• _Stated exercise_:
Starting at the line that contains "of the dirt" and continuing through the last line of the listing, put each line into a Markdown table with the columns Row and Line, and leave out any blank lines.

• _Given records_:
◆ ◆ ◆ ◆

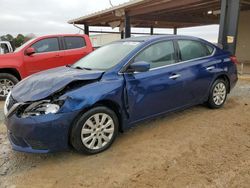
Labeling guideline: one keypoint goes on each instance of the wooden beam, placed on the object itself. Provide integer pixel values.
(184, 19)
(162, 6)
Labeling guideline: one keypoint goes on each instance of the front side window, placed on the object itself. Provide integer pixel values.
(192, 49)
(74, 42)
(107, 56)
(46, 45)
(158, 55)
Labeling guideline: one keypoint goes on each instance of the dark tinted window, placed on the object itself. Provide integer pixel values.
(107, 56)
(192, 49)
(158, 55)
(74, 42)
(46, 45)
(210, 49)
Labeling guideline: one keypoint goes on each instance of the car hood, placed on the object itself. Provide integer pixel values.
(45, 83)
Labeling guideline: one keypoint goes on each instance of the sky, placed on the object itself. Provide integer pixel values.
(43, 17)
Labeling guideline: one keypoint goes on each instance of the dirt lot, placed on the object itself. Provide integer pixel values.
(197, 147)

◆ ◆ ◆ ◆

• _Complete output_:
| Row | Line |
|---|---|
| 1 | Labeling guideline: one keypoint goes on each instance of the dirt lot, placed on the object itself. Provide integer pixel values. |
| 2 | (197, 147) |